Task description: The output has to be the full set of records, reproduced exactly, minus any picture.

Natural language region descriptions
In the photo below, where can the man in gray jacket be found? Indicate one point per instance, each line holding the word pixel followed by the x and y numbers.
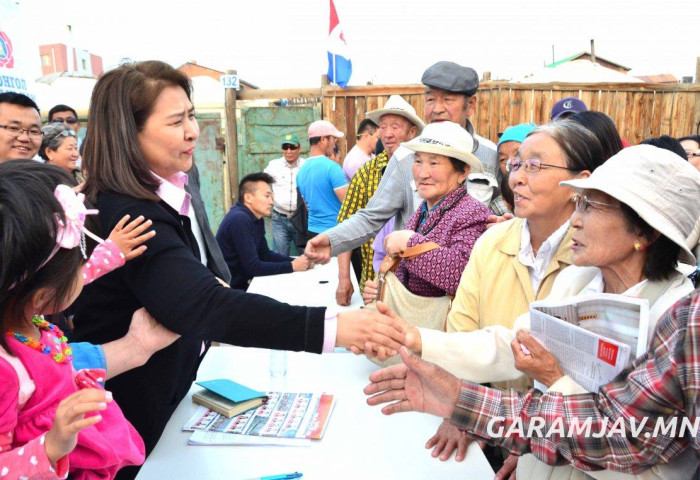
pixel 450 95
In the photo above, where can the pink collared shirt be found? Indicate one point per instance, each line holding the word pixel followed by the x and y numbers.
pixel 172 191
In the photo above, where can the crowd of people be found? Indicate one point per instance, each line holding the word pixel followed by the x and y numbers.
pixel 551 211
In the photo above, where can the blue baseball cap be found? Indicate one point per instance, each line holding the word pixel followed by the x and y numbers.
pixel 567 105
pixel 516 133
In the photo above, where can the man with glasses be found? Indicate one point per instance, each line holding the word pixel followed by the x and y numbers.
pixel 365 147
pixel 284 170
pixel 64 114
pixel 20 127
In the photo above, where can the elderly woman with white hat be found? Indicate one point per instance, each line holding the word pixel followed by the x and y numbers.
pixel 635 217
pixel 448 215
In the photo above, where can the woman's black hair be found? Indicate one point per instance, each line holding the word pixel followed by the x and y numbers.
pixel 28 213
pixel 662 253
pixel 603 127
pixel 694 138
pixel 587 139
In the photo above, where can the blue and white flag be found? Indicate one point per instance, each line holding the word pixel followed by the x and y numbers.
pixel 339 64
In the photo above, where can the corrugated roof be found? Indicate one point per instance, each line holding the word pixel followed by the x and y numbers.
pixel 580 54
pixel 660 78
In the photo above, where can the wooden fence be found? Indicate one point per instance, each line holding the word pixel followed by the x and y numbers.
pixel 640 110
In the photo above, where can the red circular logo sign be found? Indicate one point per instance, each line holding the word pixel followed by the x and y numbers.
pixel 6 58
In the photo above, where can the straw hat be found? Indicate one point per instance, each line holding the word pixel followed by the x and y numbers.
pixel 396 105
pixel 661 187
pixel 449 139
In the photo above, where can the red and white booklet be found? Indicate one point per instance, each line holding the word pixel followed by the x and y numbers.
pixel 594 336
pixel 285 419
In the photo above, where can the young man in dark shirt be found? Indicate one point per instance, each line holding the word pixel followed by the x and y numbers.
pixel 241 235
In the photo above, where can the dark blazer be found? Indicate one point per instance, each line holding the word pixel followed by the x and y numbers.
pixel 182 294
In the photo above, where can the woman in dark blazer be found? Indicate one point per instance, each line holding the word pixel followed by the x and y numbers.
pixel 140 140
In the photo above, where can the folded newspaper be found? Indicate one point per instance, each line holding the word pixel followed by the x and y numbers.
pixel 594 337
pixel 286 419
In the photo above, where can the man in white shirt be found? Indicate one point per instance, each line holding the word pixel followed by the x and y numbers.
pixel 284 170
pixel 364 149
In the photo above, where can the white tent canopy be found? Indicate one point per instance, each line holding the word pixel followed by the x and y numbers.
pixel 578 71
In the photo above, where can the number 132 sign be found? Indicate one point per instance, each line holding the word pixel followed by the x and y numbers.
pixel 230 81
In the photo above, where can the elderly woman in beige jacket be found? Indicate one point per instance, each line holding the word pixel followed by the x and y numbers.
pixel 635 218
pixel 516 262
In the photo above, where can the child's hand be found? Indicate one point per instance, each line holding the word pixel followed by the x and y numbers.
pixel 70 419
pixel 127 237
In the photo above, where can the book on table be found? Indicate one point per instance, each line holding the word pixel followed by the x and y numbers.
pixel 228 397
pixel 287 418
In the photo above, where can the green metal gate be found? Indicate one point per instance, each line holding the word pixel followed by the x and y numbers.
pixel 260 133
pixel 260 138
pixel 209 156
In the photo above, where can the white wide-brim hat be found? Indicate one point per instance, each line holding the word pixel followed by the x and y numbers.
pixel 448 139
pixel 396 105
pixel 661 187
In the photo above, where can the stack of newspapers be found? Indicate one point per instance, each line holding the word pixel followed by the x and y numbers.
pixel 594 337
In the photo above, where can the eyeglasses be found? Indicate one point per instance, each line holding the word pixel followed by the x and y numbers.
pixel 582 203
pixel 532 166
pixel 16 131
pixel 69 120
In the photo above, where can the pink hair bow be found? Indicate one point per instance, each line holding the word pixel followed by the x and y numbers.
pixel 71 228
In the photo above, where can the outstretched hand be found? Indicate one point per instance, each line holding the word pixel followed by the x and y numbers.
pixel 128 236
pixel 534 360
pixel 446 440
pixel 318 249
pixel 414 386
pixel 358 328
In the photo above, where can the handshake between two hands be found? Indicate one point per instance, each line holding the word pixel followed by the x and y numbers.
pixel 377 334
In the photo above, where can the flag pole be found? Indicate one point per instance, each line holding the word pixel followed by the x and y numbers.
pixel 335 77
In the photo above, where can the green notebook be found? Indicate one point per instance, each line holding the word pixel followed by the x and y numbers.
pixel 227 397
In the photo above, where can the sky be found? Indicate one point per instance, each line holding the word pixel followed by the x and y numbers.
pixel 282 43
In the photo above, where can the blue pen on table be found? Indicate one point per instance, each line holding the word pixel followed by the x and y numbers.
pixel 283 476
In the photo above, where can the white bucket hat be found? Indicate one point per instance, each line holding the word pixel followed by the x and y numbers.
pixel 449 139
pixel 396 105
pixel 661 187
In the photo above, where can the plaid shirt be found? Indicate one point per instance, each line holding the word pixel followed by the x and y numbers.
pixel 664 382
pixel 362 186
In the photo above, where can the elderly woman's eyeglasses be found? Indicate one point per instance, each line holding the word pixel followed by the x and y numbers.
pixel 66 133
pixel 582 203
pixel 17 131
pixel 531 166
pixel 68 120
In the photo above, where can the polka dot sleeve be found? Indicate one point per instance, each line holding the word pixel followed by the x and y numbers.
pixel 105 258
pixel 30 461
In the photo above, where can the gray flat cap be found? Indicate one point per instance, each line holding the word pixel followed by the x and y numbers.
pixel 451 77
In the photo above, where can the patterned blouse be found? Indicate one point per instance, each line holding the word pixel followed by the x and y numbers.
pixel 455 225
pixel 362 186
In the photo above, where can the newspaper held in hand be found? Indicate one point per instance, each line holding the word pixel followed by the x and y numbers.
pixel 594 337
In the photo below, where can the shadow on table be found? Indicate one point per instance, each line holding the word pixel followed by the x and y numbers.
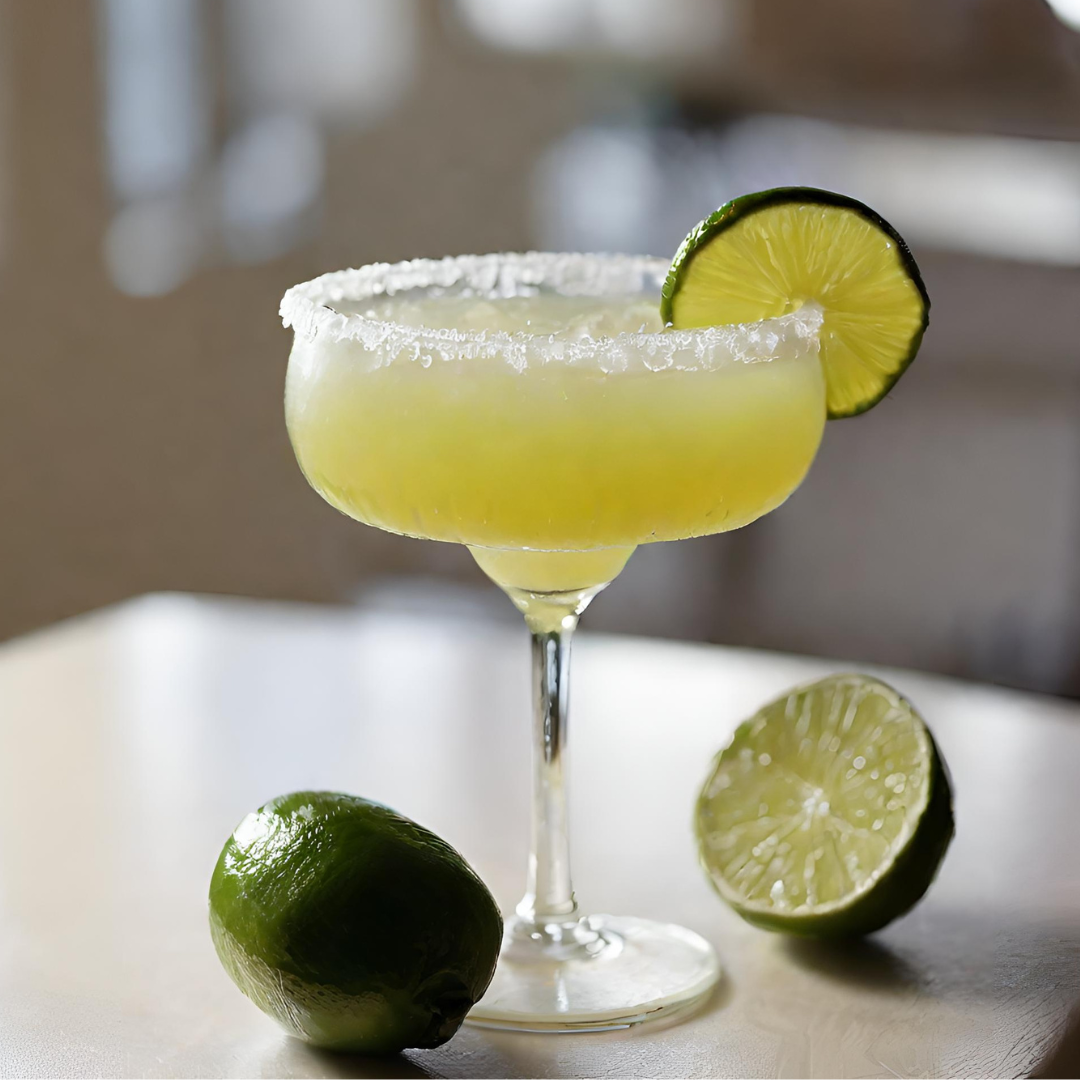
pixel 860 961
pixel 942 950
pixel 334 1065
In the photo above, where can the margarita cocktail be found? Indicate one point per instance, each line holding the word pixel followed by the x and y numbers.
pixel 535 408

Problem solution:
In the photo below, where can the man in gray jacket be found? Indicate one point per instance, each line holding the word pixel followed by the x and y numbers.
pixel 450 95
In the photo above, where can the pink collared shirt be found? Indicate one point per instance, each line holding the word pixel followed by the x and y numbers.
pixel 172 191
In the photo above, where can the crowd of people be found? Indicate one point per instance, each line holding the word pixel followed by the x and y numbers.
pixel 551 211
In the photo above, where can the blue baseball cap be found? Indicate one point per instance, each line holding the word pixel followed by the x and y numbers.
pixel 567 105
pixel 516 133
In the photo above, where can the man with glasses be found? Indicate one point per instance, each line holding the word pixel followed by the x and y numbers.
pixel 365 147
pixel 284 170
pixel 64 114
pixel 20 127
In the photo above, where can the elderly woman with white hat be found? Indicate one point per instance, each line holding the word pixel followed by the x and y numbers.
pixel 635 217
pixel 448 215
In the photo above, where can the woman's black hair be found? Indicate one point per instance, each line holding the word pixel followed by the x and y numbers.
pixel 28 213
pixel 662 253
pixel 603 127
pixel 694 138
pixel 587 139
In the photo above, where can the blue and white flag be found? Indicate one point per instance, each line holding the word pixel followed by the x and y numbers.
pixel 339 64
In the photo above, where can the corrugated roof be found? Indicate one point per instance, each line holding the word pixel followed by the x and y numbers.
pixel 580 54
pixel 660 78
In the photo above, where can the wooden fence be found? Indicate one point per instance, each line holding the word pixel followed by the x and y numbers.
pixel 640 110
In the photo above, where can the red circular logo sign be found? Indicate one point per instance, each line holding the word pixel followed by the x and y numbers.
pixel 6 58
In the photo above, where can the straw hat be found? Indicate one point per instance, each line holding the word pixel followed by the x and y numbers.
pixel 396 105
pixel 661 187
pixel 449 139
In the photo above, where can the red and white booklet be found? Indicate one point per instance, each line holding the word pixel followed by the x and y numbers.
pixel 594 336
pixel 285 419
In the photo above, where can the young man in dark shirt be found? Indicate one point per instance, each line holding the word pixel followed by the x and y numbers.
pixel 241 235
In the photo above, where can the dark blazer be found? Indicate one point per instance, each line holding the word pixel followed by the x and y numbers.
pixel 182 294
In the photo above, where can the woman in dark blazer be found? Indicate one point per instance, each line holding the word pixel followed by the x and y numbers.
pixel 140 140
In the photo above, where can the folded newspaper be found? Indicate one point per instance, each line holding the word pixel followed by the x and y numbers.
pixel 594 337
pixel 286 419
In the photo above, where can the man in white shirt be found? Indicate one point per instance, each line holding the word pixel followed by the x and y numbers.
pixel 284 170
pixel 364 149
In the photo above, where can the white tent canopy be found? Indicate one point per instance, each line holding the word pixel followed by the x and y numbers.
pixel 578 71
In the photo above, where can the number 132 sign be found? Indicate one point per instance, each line holding the word pixel followed by the x and y numbers.
pixel 230 81
In the photo above, where can the elderly woman in beige jacket be found? Indicate one point per instance, each line holding the word pixel followed by the x and y numbers.
pixel 635 218
pixel 516 262
In the photo above, where can the child's hand be found? Indicate one point per instance, each line holding the word pixel followed by the x and y numbers.
pixel 70 419
pixel 127 237
In the photo above, where can the book on table be found? Indicate one point per instance, each line holding the word pixel followed by the x and y numbers.
pixel 228 397
pixel 287 418
In the photo above, where can the green metal gate be found? Indicate one point per instance, each line holding the word pixel followed by the x and y numbers.
pixel 260 133
pixel 260 138
pixel 209 156
In the photo above, where can the white wide-brim hat be found? Indicate one point per instance, each line holding the word pixel followed by the x and y numbers.
pixel 448 139
pixel 396 105
pixel 661 187
In the photo above, where can the stack of newspapers be found? Indicate one point per instance, each line holding the word pixel followed by the x and y numbers.
pixel 594 337
In the photo above, where can the eyeglasses be found? Indicate one point per instance, each line holding the word pixel followed by the x and y numbers.
pixel 582 203
pixel 532 166
pixel 16 131
pixel 69 120
In the photo above, where can the pink hair bow be found? Indicate one point per instance, each line holding the word pixel followed by the x and y numbers.
pixel 71 228
In the photo above, where can the outstretched hand be found? Indicate one point per instance, each line holding the word pixel followed by the x and y numbers.
pixel 128 236
pixel 534 360
pixel 446 440
pixel 318 249
pixel 414 386
pixel 358 328
In the photo above, where can the handshake between two hands be found? Indicate one point per instance, each line holding the word pixel followed by the x and y numbers.
pixel 377 334
In the photo above, where can the flag pole be found? Indicate one point per instance, each line holding the word pixel followed by the x and y numbers.
pixel 335 77
In the photo above, where can the green notebook be found? Indicate one point per instance, each line holding the word pixel followed by the x and y numbers.
pixel 227 397
In the photo above, where can the sky be found? Indicate one point per instance, each line holding the word pixel followed by the x and y numbers.
pixel 282 43
In the photo above, where can the blue pen on table be found? Indicate one point per instance, each line holding the word pixel followed by the x and y numbers.
pixel 283 476
In the photo above, where can the white bucket hat be found? Indicate one point per instance, each line holding the word pixel followed by the x and y numbers.
pixel 449 139
pixel 396 105
pixel 661 187
In the photo above, where can the plaid shirt be found? Indicate one point per instance, each line holding the word pixel followed by the x and y numbers.
pixel 664 382
pixel 362 186
In the photo above, where can the elderly woman's eyeglasses be found? Indicate one point per instance, each line holding the word pixel followed by the x and y numbers.
pixel 66 133
pixel 582 203
pixel 17 131
pixel 531 166
pixel 68 120
In the photo above, where can the polka dot sleeve be found? Indicate one point per instance, each line holding the word pixel followed by the x and y numbers.
pixel 105 258
pixel 30 461
In the photo above, where can the gray flat cap be found? Indicate one point per instance, each line holding the word pixel followed by the x and y numbers.
pixel 451 77
In the photo above, where can the patterned blouse be found? Indicate one point per instance, each line holding the word pixel followed by the x and y numbers.
pixel 455 225
pixel 362 186
In the photo above, where can the newspaper held in hand be found? Indicate one point per instance, each line holding the word pixel followed by the x and y numbers.
pixel 594 337
In the photo below, where can the shadow on table be found? Indicate one point per instance, each line holding the word pixel followed by the x and y numbers.
pixel 860 961
pixel 942 950
pixel 334 1065
In the photo above, where can the margarita cocktail be found? Indicate one point per instance, each line holding the word pixel followed by the x and y numbers.
pixel 535 408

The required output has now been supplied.